EXERCISE BRIEF:
Transcribe the material exactly. Images do not belong in the copy.

EXERCISE INPUT:
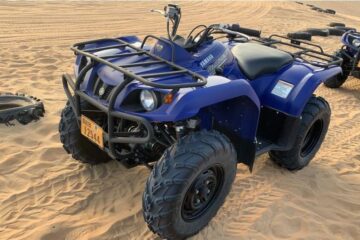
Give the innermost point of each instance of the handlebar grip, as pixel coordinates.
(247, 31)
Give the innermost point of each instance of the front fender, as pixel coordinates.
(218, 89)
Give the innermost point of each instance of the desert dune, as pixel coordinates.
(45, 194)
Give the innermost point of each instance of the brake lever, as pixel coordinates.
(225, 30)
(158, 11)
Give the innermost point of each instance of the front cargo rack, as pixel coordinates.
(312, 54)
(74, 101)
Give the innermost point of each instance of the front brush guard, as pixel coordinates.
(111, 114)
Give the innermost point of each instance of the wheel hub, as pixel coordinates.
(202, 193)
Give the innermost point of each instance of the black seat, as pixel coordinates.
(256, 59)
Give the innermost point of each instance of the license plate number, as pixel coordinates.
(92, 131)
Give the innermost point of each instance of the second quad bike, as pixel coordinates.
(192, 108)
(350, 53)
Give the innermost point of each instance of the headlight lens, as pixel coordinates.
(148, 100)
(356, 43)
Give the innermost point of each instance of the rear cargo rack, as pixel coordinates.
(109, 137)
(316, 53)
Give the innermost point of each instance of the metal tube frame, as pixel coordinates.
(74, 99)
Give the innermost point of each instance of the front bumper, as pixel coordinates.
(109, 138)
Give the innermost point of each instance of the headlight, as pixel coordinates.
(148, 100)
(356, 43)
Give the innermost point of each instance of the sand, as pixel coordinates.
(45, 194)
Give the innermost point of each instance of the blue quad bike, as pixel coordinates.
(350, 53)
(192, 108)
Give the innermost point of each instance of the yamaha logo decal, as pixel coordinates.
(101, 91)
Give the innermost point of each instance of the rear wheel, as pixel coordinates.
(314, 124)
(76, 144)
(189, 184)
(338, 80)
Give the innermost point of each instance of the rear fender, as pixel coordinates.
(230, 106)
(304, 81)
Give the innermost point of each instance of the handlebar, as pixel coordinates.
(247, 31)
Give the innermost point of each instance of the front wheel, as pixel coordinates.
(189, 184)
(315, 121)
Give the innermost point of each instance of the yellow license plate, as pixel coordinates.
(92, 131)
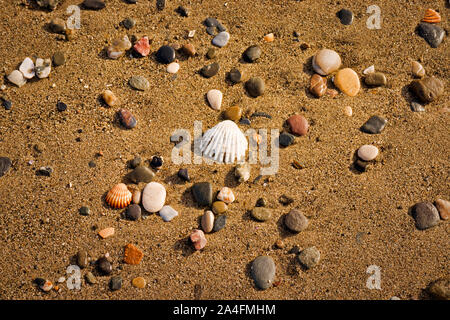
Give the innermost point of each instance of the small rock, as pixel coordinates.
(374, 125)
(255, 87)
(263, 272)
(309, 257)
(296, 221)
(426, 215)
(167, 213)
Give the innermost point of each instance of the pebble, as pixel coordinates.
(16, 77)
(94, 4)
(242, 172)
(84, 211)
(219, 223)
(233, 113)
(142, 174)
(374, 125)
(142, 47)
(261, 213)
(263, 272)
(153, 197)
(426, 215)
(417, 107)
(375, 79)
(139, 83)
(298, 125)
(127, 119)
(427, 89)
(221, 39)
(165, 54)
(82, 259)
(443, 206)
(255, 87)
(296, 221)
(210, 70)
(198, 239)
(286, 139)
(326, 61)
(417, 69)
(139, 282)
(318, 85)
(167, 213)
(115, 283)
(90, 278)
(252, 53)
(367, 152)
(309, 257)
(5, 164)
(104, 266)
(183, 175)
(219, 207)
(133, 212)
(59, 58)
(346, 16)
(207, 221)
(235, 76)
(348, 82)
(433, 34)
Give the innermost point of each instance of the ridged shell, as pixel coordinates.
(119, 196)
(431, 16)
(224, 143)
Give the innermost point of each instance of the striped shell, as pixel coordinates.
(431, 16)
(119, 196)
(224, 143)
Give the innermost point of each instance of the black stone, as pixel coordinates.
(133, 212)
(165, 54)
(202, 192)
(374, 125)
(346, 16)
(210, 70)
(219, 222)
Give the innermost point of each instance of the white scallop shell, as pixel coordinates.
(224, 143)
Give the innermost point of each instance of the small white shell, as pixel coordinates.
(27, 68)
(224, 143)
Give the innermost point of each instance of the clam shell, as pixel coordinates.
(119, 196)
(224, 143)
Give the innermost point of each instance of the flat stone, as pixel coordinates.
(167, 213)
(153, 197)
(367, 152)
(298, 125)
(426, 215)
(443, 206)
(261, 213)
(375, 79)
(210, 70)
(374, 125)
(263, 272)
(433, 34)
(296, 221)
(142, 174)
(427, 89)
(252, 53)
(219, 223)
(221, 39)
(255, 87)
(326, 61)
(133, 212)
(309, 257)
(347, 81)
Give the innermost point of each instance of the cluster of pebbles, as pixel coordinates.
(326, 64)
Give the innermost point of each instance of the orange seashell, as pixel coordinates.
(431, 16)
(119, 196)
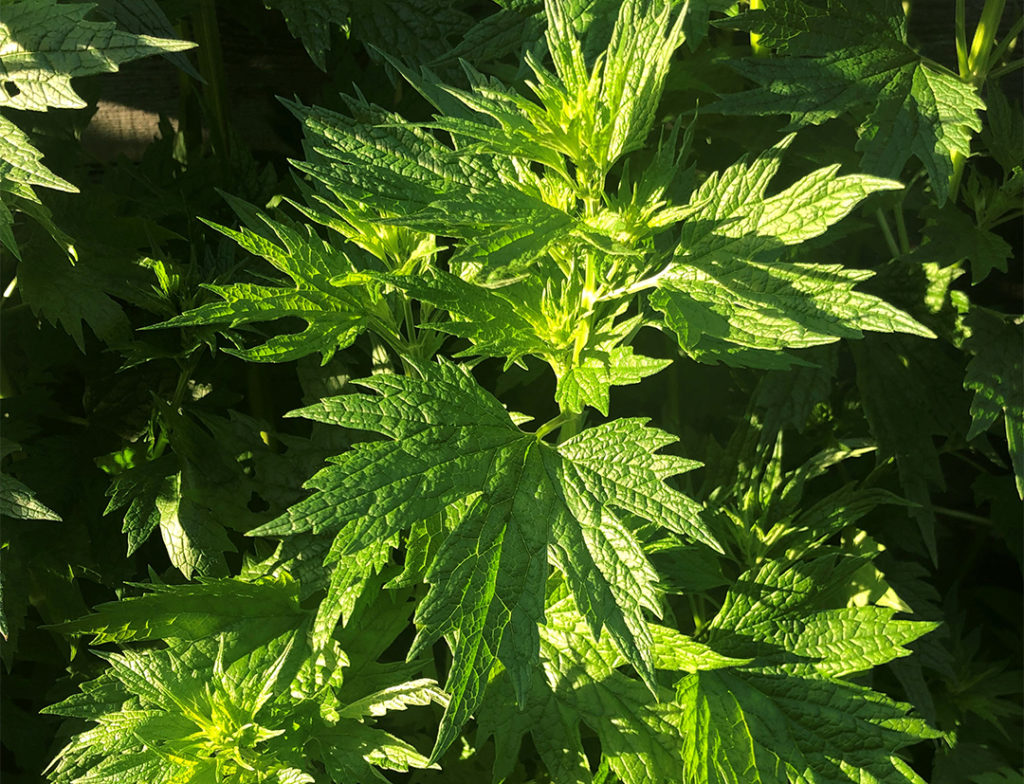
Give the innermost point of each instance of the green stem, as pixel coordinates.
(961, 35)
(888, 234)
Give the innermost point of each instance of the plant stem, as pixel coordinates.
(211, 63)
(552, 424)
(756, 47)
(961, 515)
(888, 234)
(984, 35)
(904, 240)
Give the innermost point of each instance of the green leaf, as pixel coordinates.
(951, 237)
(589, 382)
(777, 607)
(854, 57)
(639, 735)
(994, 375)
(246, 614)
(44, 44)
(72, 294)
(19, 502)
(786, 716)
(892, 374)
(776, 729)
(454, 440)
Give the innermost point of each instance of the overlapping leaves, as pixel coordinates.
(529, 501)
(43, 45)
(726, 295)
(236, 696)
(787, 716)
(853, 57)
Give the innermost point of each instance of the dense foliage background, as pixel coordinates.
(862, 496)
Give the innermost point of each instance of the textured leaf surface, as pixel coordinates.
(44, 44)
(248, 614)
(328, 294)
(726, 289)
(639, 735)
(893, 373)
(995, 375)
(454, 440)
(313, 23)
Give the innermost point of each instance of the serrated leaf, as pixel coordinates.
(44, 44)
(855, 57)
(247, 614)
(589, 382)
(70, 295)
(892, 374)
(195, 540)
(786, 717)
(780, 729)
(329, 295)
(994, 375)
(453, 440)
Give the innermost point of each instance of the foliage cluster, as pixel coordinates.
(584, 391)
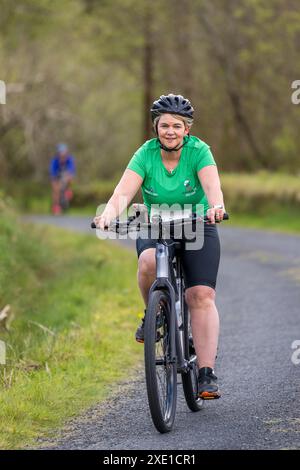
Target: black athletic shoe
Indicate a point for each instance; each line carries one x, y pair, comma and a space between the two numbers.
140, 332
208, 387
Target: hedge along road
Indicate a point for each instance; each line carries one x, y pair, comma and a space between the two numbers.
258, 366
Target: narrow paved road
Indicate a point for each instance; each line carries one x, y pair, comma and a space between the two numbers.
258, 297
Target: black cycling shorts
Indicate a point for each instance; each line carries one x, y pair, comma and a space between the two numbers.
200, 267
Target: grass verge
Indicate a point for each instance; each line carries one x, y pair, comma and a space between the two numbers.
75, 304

OUTPUT BELOW:
Give the innermost point of each instance of the handlebar grip, as pixel coordinates.
(247, 31)
Give the innermost point of each instance of the front fender, as pixel coordinates.
(218, 89)
Give the innermost point of each instance of the desert dune, as pixel coordinates.
(45, 194)
Give the innermost point of each instance of the brake lever, as pixel coordinates.
(225, 30)
(158, 11)
Give the innermost point of each instance of the front cargo rack, as pixel coordinates.
(312, 54)
(74, 101)
Give the innermost point of each instance of the front brush guard, as pixel coordinates.
(111, 114)
Give the innermost point of each instance of the wheel hub, as pixel coordinates.
(202, 193)
Give the innermost point of each instance of the black seat, as pixel coordinates.
(256, 59)
Give the innermost point of each instance of the license plate number, as pixel coordinates.
(92, 131)
Give the innermost point of each instance of the second quad bike, as pixel coordinates.
(192, 108)
(350, 53)
Give the innermost point of each instance of the headlight lens, as pixel coordinates.
(148, 100)
(356, 43)
Give the innermost point of each instance of the rear cargo rack, as pixel coordinates.
(109, 137)
(316, 53)
Give the innermost point of each instance of the metal tube frame, as pixel coordinates.
(74, 99)
Give the innermost point of each instance of the front bumper, as pixel coordinates.
(109, 138)
Give the innermost point of each instance of the headlight, as pixel coordinates.
(148, 100)
(356, 43)
Give the innermost point of each instance of the sand, as pixel coordinates.
(45, 194)
Give the innermost point of each instance of the blue quad bike, as pixel coordinates.
(350, 53)
(192, 108)
Give the innermost point of each instance of the yamaha logo decal, as pixel coordinates.
(101, 91)
Give the innermost point of each instance of the rear wheel, as pixel coordinates.
(314, 124)
(76, 144)
(189, 184)
(338, 80)
Give the innermost point of each instance of the rear fender, as pixel coordinates.
(230, 106)
(304, 81)
Give the innermost point of each instance of the handlebar, as pixel coordinates.
(247, 31)
Give the innermost point of each instance of the front wheel, as pixel coordinates.
(189, 184)
(315, 121)
Give the innermost point of each instance of the yellow license plate, as pixel coordinates.
(92, 131)
Give the innermost point of each instance of the small rock, as pixel coordinates.
(374, 125)
(255, 87)
(263, 272)
(309, 257)
(296, 221)
(426, 215)
(167, 213)
Give the innermost point of each instance of the pebble, as pixel coordinates.
(16, 77)
(94, 4)
(242, 172)
(84, 211)
(219, 223)
(233, 113)
(142, 174)
(374, 125)
(142, 47)
(261, 213)
(263, 272)
(153, 197)
(426, 215)
(417, 107)
(375, 79)
(139, 83)
(298, 125)
(127, 119)
(427, 89)
(221, 39)
(165, 54)
(82, 259)
(443, 206)
(255, 87)
(296, 221)
(210, 70)
(198, 239)
(286, 139)
(326, 61)
(417, 69)
(139, 282)
(318, 85)
(167, 213)
(115, 283)
(90, 278)
(252, 53)
(367, 152)
(309, 257)
(5, 164)
(104, 266)
(183, 175)
(219, 207)
(133, 212)
(59, 58)
(346, 16)
(207, 221)
(235, 76)
(348, 82)
(433, 34)
Give the innermost point of each instance of the ridged shell, as pixel coordinates.
(119, 196)
(431, 16)
(224, 143)
Give the innermost point of each instance of the striped shell, as pixel coordinates.
(431, 16)
(119, 196)
(224, 143)
Give the innermost point of each instance of the black stone, as pixel coordinates.
(133, 212)
(165, 54)
(202, 192)
(374, 125)
(346, 16)
(210, 70)
(219, 222)
Give the innermost point of each instance of the white scallop shell, as pixel coordinates.
(224, 143)
Give the innermost point of each instance of the small white shell, as pixel coordinates.
(27, 68)
(224, 143)
Give the innermost point of each instance of the clam shell, as pixel coordinates.
(119, 196)
(224, 143)
Give the innermost point of each instance of the flat stone, as pixel coordinates.
(167, 213)
(153, 197)
(367, 152)
(298, 125)
(426, 215)
(443, 206)
(261, 213)
(375, 79)
(210, 70)
(374, 125)
(263, 272)
(433, 34)
(296, 221)
(142, 174)
(427, 89)
(252, 53)
(219, 223)
(221, 39)
(255, 87)
(326, 61)
(133, 212)
(309, 257)
(347, 81)
Give the innermost point of each instance of the cluster of pebbles, as pixel coordinates.
(326, 64)
Give the innermost point of each instance of the orange seashell, as pixel coordinates.
(431, 16)
(119, 196)
Give the innermost point of each instance of the green stem, as pixel coordinates.
(961, 35)
(888, 234)
Give the innermost point of each instance of the plant stem, as pixel coordinates.
(211, 63)
(552, 424)
(756, 47)
(961, 515)
(888, 234)
(984, 35)
(904, 240)
Give the innermost point of each instance of the green leaf, as pixel coordinates.
(951, 237)
(589, 382)
(777, 607)
(854, 57)
(639, 735)
(994, 375)
(246, 614)
(44, 44)
(72, 294)
(19, 502)
(786, 716)
(892, 374)
(776, 729)
(454, 440)
Give the innermost point of each instance of the overlapping leaves, as pixel coordinates.
(529, 501)
(43, 45)
(726, 295)
(236, 696)
(787, 716)
(853, 57)
Give the innermost point of each instance of the dense foliage background, as pixel coordinates.
(862, 496)
Give the innermost point of each instance of the textured leaf surface, as pixel coordinates.
(44, 44)
(248, 614)
(328, 294)
(726, 289)
(639, 735)
(893, 373)
(995, 375)
(454, 440)
(313, 23)
Give the innermost point of each instance of the serrated leaf, as pixel coordinates.
(44, 44)
(855, 57)
(247, 614)
(589, 382)
(70, 295)
(892, 374)
(195, 540)
(786, 717)
(780, 729)
(329, 295)
(994, 375)
(453, 440)
Give the innermost point of each instance of the foliage cluster, as pixel coordinates.
(584, 391)
Target: black athletic shoe
Indicate a point for each instance; each line carries one x, y pair, comma and a space between the two numbers.
140, 332
208, 387
Target: hedge along road
Indicate a point for each instance; each line carries one x, y pair, comma and a space between the two numbers.
258, 366
Target: narrow paved road
Indicate a point for each instance; each line carries one x, y pair, comma and a space between the two numbers.
258, 297
Target: black cycling shorts
Indicate a point for each instance; each line carries one x, y pair, comma and a space between the two numbers.
200, 267
Target: grass verge
Indicate a point for each instance; each line carries one x, y pair, comma and a space between the two numbers.
75, 304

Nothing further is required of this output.